* **EXCERPTED RECORDS**:
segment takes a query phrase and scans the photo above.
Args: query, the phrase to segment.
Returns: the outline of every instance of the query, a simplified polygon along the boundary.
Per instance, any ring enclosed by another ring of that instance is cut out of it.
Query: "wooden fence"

* **TO BE DONE**: Please count the lines above that contain the string "segment", matching case exactly. Give only the number.

* **ANSWER TO THE PROBLEM**: 2